:: EXERCISE ::
According to the cookbook descriptions, how many weeks did Martin Yan spend in China filming his television series?

:: SOURCE TEXT ::
____________________

Japanese Cooking: A Simple Art
by Shizuo Tsuji

This book is considered the bible of Japanese cuisine. It has gone through several reprints. Recipes are easy to follow, as well as very tasty. The black and white drawings guide the reader through difficult Japanese culinary techniques.


Martin Yan's Culinary Journey through China
by Martin Yan

Martin Yan spent twelve weeks in his native China filming this installment of his popular television series "Yan Can Cook" (winner of a 1994 James Beard Award for Best Television Cooking Show). This volume introduces readers to the tastes and techniques of the regional cuisines of China. Simple instructions go hand-in-hand with anecdotes and insights from the chef's journey. Yan has laid the groundwork -- it's up to you to prepare those Crystal Coconut Dumplings.

audio coming soon!

____________________

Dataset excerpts
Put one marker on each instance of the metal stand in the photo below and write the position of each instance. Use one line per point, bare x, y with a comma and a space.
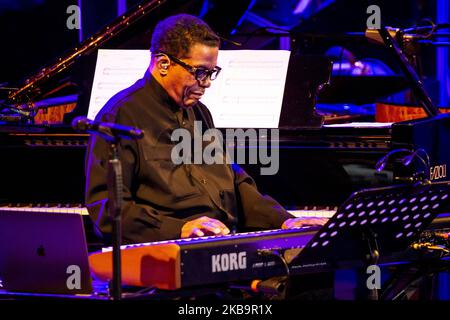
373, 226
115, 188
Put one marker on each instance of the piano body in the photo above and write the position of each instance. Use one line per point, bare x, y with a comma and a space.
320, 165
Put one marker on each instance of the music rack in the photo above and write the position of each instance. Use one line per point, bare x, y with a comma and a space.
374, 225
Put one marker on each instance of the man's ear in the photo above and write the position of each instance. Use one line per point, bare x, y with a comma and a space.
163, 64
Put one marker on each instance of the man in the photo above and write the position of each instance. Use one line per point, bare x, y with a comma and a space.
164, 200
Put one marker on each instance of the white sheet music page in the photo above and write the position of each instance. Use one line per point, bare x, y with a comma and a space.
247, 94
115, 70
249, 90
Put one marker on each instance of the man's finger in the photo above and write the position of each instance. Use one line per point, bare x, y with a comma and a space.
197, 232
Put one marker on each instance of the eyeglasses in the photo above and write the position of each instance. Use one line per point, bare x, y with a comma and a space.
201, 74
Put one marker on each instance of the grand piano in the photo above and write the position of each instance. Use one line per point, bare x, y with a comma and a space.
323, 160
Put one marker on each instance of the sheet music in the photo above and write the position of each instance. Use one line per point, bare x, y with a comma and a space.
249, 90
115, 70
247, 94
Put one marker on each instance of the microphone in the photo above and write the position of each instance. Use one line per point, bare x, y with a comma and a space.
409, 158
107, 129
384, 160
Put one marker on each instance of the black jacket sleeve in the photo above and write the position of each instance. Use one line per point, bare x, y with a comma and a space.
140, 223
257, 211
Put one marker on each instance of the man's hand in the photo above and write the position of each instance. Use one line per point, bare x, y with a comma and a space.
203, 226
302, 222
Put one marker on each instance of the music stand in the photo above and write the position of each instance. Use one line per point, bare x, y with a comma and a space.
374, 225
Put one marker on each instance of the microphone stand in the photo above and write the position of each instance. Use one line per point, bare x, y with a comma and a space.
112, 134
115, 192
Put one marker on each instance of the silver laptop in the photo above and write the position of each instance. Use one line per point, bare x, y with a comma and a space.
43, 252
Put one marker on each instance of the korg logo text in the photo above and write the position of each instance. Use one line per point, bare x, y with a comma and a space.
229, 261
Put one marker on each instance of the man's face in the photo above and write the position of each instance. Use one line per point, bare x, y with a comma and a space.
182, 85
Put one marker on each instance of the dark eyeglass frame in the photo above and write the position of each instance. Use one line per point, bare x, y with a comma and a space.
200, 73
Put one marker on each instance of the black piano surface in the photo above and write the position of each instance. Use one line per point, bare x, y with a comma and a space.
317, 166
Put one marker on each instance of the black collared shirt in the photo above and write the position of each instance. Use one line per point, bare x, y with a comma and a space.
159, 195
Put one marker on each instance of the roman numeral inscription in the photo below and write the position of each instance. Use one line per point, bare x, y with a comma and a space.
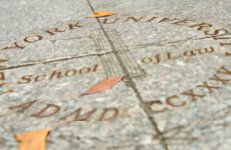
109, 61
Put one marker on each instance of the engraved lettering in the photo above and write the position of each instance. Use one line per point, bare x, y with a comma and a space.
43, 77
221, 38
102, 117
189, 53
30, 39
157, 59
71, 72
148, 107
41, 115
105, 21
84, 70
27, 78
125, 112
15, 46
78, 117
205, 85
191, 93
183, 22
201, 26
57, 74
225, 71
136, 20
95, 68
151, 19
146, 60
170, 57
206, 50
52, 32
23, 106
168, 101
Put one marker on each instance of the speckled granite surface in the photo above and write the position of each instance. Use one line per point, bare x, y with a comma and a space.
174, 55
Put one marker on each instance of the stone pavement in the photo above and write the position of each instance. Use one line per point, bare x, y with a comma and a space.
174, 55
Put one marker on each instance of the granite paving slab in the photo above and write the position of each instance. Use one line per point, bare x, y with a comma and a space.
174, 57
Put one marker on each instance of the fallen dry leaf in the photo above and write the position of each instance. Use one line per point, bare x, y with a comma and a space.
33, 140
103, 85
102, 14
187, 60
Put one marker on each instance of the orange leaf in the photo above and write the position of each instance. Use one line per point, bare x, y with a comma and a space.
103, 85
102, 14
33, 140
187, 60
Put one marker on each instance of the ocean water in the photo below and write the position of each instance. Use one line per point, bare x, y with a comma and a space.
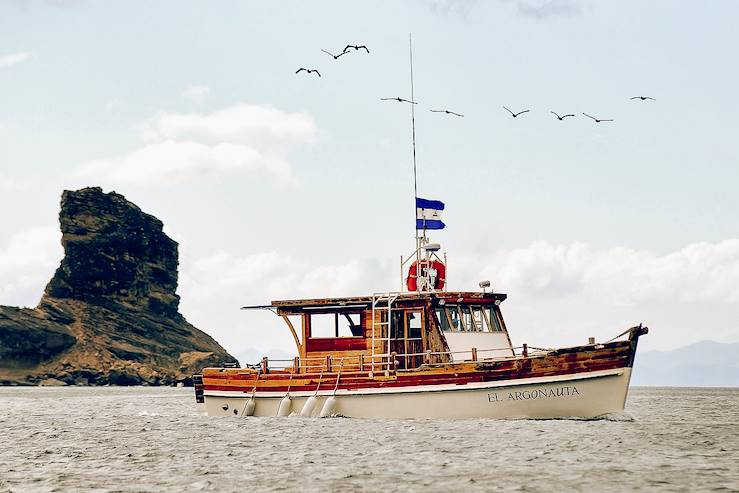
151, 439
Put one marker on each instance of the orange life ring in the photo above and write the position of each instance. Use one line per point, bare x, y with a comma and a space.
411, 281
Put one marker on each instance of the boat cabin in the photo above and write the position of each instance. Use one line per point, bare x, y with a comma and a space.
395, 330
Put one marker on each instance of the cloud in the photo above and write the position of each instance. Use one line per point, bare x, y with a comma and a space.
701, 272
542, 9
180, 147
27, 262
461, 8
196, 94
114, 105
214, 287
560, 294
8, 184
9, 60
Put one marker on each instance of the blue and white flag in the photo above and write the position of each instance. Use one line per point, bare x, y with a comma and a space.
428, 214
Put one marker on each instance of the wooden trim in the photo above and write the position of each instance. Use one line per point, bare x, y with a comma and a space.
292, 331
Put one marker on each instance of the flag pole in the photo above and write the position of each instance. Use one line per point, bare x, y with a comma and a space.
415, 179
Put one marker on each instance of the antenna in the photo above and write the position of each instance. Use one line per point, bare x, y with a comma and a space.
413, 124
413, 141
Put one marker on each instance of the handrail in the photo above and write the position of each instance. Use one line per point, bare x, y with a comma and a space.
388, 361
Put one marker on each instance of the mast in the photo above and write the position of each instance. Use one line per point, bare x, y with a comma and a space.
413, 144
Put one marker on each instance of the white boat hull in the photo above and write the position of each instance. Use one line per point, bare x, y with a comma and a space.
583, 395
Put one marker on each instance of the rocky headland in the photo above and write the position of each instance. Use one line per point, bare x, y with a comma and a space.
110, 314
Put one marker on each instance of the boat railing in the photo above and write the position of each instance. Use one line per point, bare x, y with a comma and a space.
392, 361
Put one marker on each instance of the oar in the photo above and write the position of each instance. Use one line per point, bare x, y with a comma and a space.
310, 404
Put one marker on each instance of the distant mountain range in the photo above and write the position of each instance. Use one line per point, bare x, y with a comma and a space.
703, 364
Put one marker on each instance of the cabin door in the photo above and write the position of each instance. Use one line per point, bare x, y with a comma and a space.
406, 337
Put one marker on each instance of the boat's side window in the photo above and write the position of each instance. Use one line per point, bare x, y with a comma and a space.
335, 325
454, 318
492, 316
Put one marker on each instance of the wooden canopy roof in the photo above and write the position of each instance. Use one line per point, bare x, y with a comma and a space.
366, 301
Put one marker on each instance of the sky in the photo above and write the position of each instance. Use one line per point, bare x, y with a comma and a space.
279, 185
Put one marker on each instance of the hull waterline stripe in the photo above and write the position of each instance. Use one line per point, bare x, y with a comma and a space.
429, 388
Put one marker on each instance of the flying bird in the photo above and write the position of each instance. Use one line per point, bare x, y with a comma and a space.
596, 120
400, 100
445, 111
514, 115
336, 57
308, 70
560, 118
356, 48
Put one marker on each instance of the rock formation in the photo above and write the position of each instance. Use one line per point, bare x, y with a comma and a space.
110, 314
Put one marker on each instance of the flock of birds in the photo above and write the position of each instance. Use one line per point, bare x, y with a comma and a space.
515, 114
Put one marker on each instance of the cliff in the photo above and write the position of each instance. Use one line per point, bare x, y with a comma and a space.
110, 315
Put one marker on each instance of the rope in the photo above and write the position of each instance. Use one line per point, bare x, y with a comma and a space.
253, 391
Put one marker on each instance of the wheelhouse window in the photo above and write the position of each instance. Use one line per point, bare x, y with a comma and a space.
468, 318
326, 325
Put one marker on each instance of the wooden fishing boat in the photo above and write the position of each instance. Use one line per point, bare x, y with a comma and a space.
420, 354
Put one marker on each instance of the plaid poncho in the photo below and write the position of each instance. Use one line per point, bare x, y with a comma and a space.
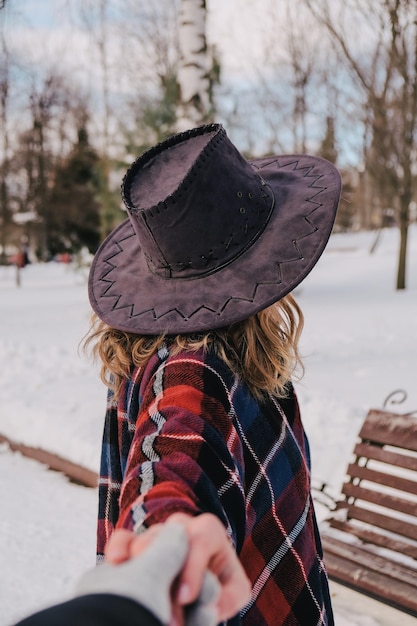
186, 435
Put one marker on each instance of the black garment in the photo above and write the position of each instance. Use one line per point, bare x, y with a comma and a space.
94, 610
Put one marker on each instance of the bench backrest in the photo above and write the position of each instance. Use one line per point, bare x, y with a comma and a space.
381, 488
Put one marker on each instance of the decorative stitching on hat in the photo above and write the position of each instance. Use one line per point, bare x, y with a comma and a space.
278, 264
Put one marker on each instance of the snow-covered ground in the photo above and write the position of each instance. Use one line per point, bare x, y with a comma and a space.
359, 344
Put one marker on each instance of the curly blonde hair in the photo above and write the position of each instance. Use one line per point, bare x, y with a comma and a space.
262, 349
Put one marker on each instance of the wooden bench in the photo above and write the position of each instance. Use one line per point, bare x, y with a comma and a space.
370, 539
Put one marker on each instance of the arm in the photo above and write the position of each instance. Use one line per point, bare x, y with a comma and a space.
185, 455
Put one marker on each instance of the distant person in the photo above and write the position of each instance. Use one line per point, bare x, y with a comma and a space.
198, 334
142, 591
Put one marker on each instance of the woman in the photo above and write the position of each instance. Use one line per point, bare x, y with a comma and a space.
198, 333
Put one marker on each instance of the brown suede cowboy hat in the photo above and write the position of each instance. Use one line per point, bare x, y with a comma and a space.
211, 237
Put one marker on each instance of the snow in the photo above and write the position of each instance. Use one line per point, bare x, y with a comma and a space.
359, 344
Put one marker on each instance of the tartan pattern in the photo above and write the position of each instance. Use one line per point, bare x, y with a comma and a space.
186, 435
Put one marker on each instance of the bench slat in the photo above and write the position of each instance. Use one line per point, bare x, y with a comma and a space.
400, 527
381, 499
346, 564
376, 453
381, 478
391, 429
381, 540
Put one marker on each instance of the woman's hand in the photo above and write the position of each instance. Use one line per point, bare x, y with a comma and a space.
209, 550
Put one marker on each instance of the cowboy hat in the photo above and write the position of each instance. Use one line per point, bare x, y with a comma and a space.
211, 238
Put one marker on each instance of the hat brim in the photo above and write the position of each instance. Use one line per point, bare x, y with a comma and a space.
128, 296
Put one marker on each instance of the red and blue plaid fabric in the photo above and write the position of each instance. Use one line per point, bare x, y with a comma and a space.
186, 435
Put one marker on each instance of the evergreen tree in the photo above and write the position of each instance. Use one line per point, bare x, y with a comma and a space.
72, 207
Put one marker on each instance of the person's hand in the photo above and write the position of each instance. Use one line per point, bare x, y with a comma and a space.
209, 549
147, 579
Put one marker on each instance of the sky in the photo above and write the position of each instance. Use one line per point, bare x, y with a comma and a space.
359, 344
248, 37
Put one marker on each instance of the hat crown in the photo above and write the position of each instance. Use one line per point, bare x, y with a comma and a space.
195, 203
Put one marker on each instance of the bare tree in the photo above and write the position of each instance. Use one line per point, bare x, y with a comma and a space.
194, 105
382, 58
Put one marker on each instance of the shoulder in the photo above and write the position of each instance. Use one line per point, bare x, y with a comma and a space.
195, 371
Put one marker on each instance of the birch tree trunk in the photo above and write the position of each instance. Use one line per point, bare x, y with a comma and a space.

____________________

:: SOLVED EXERCISE ::
Twelve weeks.